Retreat and Irrelevance - Part 7 of "First to What?"

In 1909 the three Wrights stood triumphant - sought after by royalty, followed by the early paparazzi, everyone knew their names.  The Kings of Britain, and Spain paid homage in France, and the brothers traveled to Germany and Italy to demonstrate their Flyer to the Italian king and German Kaiser.  In February, Wilbur took his sister Katharine flying for the first time.

The Wrights in Paris, 1909

After transferring the two Model A's to their European partners and starting to train demonstration pilots, the Wrights sailed for home.  President Taft invited them to a reception at the White House, and Dayton gave them a two day homecoming celebration to remember.  No-one questioned their dominance in the world of aviation.  Except Glen Curtiss.

In 1908 Curtiss had independently invented a moveable wing control, the aileron, and in 1909 sold his first airplane using them.  The Wright's 1906 patent used wing warping for roll, and also covered the use of a vertical rudder to overcome the resulting adverse yaw and an independent elevator control for pitch.  Curtiss claimed that hinged ailerons were not covered by the wing warping patent and refused to pay royalties.  The Wrights sued.  They also sued any foreign pilots who flew at US airshows.  Resentment grew.

***

**Task brief:**
Rewrite the part of the passage about the Wrights that begins at the words "Retreat and Irrelevance" and stops after "Except Glen Curtiss.", changing "reception" to "state dinner". Use only the passage about the Wrights.

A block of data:
***

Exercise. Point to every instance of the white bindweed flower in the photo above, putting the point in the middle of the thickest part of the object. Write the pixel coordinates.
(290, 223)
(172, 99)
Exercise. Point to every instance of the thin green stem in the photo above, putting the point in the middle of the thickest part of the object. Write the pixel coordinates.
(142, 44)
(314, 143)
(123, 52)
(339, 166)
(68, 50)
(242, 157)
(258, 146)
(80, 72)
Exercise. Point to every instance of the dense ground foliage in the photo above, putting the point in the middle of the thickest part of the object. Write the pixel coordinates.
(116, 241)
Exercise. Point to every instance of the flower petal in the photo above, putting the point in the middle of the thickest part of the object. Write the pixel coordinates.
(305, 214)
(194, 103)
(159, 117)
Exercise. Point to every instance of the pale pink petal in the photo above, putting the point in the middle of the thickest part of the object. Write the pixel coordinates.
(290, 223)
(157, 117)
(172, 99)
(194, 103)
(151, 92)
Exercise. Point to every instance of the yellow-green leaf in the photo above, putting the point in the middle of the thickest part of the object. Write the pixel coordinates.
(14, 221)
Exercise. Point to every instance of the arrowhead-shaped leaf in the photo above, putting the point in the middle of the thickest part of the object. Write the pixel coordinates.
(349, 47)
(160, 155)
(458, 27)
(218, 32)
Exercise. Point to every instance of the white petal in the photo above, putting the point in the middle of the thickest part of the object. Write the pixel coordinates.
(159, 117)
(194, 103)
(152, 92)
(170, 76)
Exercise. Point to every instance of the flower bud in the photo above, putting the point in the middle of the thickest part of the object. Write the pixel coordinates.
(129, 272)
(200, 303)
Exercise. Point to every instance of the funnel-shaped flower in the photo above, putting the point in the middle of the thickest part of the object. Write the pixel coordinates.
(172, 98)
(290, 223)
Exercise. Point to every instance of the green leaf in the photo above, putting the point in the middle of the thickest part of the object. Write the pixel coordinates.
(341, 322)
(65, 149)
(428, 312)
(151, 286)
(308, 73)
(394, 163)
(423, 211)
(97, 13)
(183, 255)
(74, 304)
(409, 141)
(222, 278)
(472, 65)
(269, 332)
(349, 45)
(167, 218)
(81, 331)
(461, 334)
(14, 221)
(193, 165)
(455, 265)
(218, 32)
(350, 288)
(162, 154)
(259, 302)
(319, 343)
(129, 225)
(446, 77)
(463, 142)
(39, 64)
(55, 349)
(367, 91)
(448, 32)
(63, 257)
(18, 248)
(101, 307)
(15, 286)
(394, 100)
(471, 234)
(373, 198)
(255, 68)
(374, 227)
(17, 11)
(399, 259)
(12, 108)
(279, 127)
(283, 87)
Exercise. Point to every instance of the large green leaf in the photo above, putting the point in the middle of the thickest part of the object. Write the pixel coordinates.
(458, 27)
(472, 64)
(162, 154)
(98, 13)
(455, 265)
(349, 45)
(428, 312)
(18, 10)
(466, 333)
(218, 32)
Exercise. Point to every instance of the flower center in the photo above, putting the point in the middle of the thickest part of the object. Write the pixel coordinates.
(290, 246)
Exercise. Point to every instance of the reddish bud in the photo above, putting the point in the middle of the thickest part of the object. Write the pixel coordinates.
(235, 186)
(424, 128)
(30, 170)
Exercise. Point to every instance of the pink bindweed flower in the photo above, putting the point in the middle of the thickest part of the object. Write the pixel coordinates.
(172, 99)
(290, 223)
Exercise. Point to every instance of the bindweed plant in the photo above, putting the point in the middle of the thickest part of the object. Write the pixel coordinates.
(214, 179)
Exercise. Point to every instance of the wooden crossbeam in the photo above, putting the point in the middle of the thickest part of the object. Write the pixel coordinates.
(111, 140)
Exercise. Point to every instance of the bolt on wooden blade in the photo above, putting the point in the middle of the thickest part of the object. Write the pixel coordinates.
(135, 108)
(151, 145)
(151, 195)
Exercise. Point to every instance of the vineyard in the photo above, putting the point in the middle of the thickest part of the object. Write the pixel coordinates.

***

**Correct output:**
Retreat and Irrelevance - Part 7 of "First to What?"

In 1909 the three Wrights stood triumphant - sought after by royalty, followed by the early paparazzi, everyone knew their names.  The Kings of Britain, and Spain paid homage in France, and the brothers traveled to Germany and Italy to demonstrate their Flyer to the Italian king and German Kaiser.  In February, Wilbur took his sister Katharine flying for the first time.

The Wrights in Paris, 1909

After transferring the two Model A's to their European partners and starting to train demonstration pilots, the Wrights sailed for home.  President Taft invited them to a state dinner at the White House, and Dayton gave them a two day homecoming celebration to remember.  No-one questioned their dominance in the world of aviation.  Except Glen Curtiss.